**Extracted text**.
_ _ _ _

Histopathological examination
Cardiac tissues obtained from the rats were fixed in 10% formalin solution for 24h. After routine tissue processing, 4-µm-thick sections were obtained from the paraffin blocks and were stained with hematoxylin&eosin. All sections were examined under a light microscope (Olympus BX 52, Tokyo, Japan) by two pathologists who were blinded to the treatment protocol.
Immunohistochemical procedures
For immunohistochemical staining, primary antibodies of caspase-3 antibody Santa Cruz Biotechnology, Dallas, TX: 1/100 and, Cell Signaling Technology Inc., Danvers, MA were used. Sections were stained using a fully automated immunohistochemistry (IHC) device (LeicaBond-Max, LeicaBiosystems, Melbourne, Australia). After being processed in the IHC device, sections were dehydrated through a graded series of ethanol to xylene and enclosed with a mounting medium (Entellan, Merck Millipore, Darmstadt, Germany). From the rat heart samples incubated in 10% formalin solution for immunohistochemical processing, 4-µm-thick sections were made on a positively charged microscope slide. Results of the analysis under Olympus BX51 microscope were evaluated on the basis of caspase-3 staining of the heart using the grading system below. In this evaluation, diffuseness and intensity were considered separately. Diffuseness represents the areas the dye can be found and the intensity represents the color intensity. For diffuseness, grade I represents coloration in <10%, grade II represents coloration between 10%–50%, and grade III represents coloration in >50% cells. For intensity, grade I represents mild, grade II represents intermediate, and grade III represents intense coloration of the cells.
Statistical analyses
The results obtained from the experiments are depicted as “mean±standard deviation” (×±SD). The significance level of the intergroup difference was identified using one-way analysis of variance. Then, Fisher’s posthoc least significant difference was performed. All statistical analyses were performed using “IBM SPSS Statistics Version 20” program, and a p value of <0.05 was considered significant.
Results
Biochemical results
As can be seen in Figure 1a, CP group, to which cisplatin was administered, a statistically significant increase in MDA levels in the cardiac tissue was detected compared to the HE group (p<0.0001). Rutin administration decreased this increase in the CP groups. However, he difference between CR-100 group and HE group was not statistically significant (p>0.05).
Figure 1.
MDA (A), tGSH (B), and proinflammatory cytokine (C) levels in the heart tissues of the CP, CR-50, CR-100, and HE groups. The HE group is compared with other groups (n=6; *=P<0.0001)
Cisplatin administration significantly decreased tGSH levels in the cardiac tissue, and a significant difference was detected in the CP groups when compared to the HE group (p<0.0001; Fig. 1b). In groups administered rutin, particularly when 100 mg dosing was used, decrease in tGSH levels was prevented compared to the CP group and the values were close to those in the HE group.

_ _ _ _

**Records shown**.
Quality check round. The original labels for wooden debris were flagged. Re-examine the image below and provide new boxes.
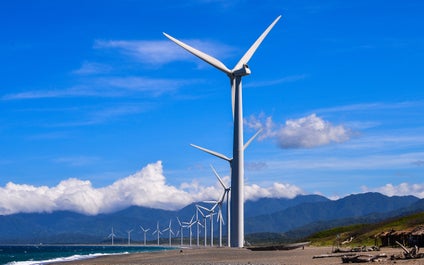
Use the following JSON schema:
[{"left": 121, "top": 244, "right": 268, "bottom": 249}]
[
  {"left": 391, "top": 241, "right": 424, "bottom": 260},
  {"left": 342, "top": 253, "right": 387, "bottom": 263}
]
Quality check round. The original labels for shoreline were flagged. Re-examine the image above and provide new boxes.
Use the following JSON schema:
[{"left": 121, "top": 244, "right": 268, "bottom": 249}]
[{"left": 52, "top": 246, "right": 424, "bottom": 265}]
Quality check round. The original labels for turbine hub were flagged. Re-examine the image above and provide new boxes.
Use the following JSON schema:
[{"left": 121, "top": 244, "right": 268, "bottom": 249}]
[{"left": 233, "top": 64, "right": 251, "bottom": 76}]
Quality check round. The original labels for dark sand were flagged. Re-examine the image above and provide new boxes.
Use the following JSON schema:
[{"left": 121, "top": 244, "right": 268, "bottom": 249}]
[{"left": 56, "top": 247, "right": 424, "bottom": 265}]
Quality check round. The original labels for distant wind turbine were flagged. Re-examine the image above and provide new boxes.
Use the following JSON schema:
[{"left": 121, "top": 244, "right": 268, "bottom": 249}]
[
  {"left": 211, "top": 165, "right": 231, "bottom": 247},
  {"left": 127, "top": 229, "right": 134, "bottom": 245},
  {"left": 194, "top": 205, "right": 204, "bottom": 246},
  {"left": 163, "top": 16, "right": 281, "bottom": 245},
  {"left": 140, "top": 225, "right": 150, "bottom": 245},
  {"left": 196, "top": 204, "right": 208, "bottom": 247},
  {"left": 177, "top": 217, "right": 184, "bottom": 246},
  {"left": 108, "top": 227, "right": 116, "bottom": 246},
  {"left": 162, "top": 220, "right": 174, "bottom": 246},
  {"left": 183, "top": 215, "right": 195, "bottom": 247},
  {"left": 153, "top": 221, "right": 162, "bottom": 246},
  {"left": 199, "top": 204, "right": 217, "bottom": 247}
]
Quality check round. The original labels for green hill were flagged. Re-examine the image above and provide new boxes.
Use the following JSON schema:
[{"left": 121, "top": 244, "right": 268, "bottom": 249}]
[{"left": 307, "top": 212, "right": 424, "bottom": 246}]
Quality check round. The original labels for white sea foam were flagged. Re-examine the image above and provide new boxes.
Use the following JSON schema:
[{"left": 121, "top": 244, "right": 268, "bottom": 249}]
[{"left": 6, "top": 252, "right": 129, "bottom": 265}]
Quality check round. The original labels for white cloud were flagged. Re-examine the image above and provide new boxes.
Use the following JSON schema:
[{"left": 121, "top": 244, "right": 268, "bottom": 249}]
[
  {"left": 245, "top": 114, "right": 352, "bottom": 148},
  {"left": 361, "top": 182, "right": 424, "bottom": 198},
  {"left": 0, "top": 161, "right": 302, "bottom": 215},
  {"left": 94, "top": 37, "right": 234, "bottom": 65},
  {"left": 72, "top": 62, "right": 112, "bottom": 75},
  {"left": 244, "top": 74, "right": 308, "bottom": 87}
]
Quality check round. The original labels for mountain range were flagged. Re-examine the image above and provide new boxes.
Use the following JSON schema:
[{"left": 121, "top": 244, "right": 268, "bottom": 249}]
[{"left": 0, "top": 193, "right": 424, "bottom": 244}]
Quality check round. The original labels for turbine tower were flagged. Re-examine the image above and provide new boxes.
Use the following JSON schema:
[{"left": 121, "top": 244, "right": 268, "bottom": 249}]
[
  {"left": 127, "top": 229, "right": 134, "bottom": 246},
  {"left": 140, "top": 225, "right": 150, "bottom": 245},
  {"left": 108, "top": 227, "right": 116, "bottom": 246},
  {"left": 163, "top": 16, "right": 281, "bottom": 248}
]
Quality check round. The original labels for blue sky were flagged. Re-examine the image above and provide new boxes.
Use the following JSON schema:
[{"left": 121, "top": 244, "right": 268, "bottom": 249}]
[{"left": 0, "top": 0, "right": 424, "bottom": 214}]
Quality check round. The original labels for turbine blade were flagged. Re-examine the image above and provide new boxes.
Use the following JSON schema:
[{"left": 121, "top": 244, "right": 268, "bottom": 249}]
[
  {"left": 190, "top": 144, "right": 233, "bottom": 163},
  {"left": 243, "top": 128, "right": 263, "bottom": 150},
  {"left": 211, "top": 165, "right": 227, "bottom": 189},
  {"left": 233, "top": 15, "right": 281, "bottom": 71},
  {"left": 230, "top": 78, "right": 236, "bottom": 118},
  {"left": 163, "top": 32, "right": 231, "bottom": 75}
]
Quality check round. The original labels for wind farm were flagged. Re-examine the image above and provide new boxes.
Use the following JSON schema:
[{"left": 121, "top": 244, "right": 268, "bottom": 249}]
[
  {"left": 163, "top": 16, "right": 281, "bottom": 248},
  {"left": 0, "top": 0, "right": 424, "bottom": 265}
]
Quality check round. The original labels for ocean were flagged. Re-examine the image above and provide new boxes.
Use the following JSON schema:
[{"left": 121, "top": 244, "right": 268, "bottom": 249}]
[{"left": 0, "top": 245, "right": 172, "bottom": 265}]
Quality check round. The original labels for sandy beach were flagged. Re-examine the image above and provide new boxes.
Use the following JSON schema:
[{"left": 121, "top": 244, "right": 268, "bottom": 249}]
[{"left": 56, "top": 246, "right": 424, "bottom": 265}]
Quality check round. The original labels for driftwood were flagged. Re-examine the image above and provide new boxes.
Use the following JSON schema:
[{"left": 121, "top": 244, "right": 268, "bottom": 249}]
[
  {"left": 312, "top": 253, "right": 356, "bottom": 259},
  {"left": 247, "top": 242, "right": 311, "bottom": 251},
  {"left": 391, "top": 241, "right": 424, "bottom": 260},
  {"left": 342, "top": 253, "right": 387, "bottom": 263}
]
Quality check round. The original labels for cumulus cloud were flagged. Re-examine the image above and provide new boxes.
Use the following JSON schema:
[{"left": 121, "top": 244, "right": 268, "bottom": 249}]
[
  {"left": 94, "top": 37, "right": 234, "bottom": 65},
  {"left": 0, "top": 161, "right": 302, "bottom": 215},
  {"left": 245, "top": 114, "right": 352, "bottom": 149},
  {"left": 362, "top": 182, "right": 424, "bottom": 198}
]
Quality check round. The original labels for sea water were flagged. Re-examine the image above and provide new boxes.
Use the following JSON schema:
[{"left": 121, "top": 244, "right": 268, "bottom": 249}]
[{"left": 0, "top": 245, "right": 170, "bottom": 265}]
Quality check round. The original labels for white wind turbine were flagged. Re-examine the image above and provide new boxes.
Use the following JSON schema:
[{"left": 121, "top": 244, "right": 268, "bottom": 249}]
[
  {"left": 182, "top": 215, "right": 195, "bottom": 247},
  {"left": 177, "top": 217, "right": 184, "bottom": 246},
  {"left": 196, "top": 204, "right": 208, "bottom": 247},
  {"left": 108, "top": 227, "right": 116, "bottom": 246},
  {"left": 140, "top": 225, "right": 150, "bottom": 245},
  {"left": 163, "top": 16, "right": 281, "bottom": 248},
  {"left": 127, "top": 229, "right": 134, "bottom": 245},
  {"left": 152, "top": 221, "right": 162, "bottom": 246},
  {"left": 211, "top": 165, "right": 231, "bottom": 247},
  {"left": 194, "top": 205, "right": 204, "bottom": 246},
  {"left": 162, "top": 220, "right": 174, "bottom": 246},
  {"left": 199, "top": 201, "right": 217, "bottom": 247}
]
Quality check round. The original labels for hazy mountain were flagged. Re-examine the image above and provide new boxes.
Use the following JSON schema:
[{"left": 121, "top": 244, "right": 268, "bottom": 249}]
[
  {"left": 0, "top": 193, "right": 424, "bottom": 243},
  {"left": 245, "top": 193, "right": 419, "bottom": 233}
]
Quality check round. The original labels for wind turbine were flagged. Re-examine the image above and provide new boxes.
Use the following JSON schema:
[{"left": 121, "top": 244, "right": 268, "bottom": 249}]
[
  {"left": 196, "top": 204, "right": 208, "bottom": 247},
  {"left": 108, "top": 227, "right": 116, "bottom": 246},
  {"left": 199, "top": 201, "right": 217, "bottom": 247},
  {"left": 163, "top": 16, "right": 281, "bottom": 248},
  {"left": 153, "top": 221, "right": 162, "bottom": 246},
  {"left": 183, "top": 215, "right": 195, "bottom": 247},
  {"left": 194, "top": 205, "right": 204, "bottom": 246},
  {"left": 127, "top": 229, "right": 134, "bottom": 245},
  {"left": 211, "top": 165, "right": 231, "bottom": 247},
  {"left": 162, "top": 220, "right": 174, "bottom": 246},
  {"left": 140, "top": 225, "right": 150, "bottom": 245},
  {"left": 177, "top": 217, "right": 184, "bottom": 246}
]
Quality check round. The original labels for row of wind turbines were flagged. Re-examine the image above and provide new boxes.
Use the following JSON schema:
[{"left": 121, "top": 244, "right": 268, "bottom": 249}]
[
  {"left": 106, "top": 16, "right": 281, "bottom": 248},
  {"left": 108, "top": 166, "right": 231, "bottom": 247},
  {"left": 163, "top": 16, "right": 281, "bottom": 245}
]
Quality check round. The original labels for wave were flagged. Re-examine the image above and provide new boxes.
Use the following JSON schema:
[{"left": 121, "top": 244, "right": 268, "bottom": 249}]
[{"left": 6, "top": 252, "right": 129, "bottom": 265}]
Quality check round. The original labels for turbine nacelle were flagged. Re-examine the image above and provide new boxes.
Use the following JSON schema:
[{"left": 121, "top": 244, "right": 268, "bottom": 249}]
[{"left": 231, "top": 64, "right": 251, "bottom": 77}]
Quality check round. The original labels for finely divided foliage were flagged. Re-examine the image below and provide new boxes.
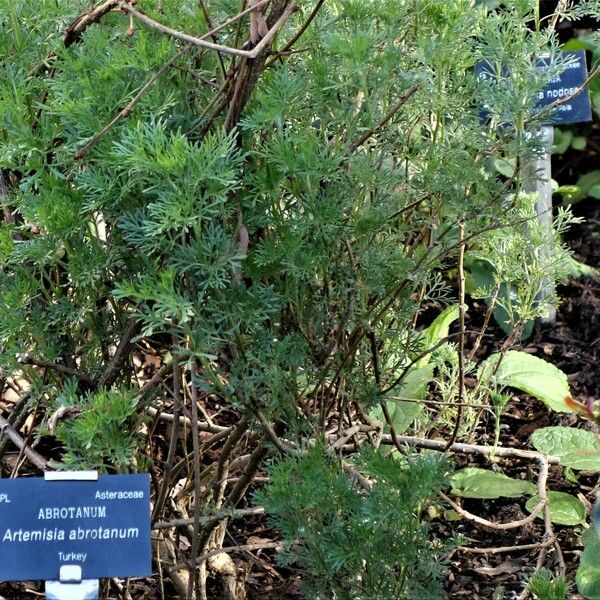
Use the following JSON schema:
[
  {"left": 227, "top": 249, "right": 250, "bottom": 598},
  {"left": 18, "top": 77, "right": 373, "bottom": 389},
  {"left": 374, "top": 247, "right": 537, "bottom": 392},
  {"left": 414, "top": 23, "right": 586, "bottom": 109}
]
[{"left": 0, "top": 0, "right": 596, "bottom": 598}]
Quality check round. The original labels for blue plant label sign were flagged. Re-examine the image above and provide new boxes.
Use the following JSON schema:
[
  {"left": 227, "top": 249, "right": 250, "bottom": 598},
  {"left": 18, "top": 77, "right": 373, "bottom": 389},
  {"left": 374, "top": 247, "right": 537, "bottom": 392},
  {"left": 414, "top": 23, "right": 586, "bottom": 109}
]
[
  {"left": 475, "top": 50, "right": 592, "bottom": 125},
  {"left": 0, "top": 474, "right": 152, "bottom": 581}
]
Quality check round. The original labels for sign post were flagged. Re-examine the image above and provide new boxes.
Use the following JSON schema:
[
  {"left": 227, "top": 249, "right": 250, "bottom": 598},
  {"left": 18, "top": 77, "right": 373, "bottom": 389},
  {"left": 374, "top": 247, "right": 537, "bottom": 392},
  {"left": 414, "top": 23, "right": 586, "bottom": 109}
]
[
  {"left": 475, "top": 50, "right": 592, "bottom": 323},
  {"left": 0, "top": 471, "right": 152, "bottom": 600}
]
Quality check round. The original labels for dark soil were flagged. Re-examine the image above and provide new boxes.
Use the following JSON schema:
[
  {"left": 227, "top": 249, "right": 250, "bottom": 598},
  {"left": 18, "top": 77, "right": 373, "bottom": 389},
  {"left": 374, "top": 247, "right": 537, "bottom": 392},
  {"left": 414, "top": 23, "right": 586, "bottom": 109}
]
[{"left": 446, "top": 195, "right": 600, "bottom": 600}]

_ _ _ _

**Required action 1**.
Answer each question from the text on cardiac tissue analysis.
(a) How thick were the sections cut from the paraffin blocks?
(b) Which program was used for all statistical analyses?
(c) For diffuseness, what proportion of stained cells corresponds to grade III?
**Required action 2**. Rewrite the passage of the text on cardiac tissue analysis starting at "MDA (A), tGSH" and ending at "the HE group.", replacing "tGSH" with "total glutathione".
The lines on this page have no connection to the text on cardiac tissue analysis.

**Answer space 1**.
(a) 4 µm
(b) IBM SPSS Statistics Version 20
(c) More than 50% of cells

**Answer space 2**.
MDA (A), total glutathione (B), and proinflammatory cytokine (C) levels in the heart tissues of the CP, CR-50, CR-100, and HE groups. The HE group is compared with other groups (n=6; *=P<0.0001)
Cisplatin administration significantly decreased total glutathione levels in the cardiac tissue, and a significant difference was detected in the CP groups when compared to the HE group (p<0.0001; Fig. 1b). In groups administered rutin, particularly when 100 mg dosing was used, decrease in total glutathione levels was prevented compared to the CP group and the values were close to those in the HE group.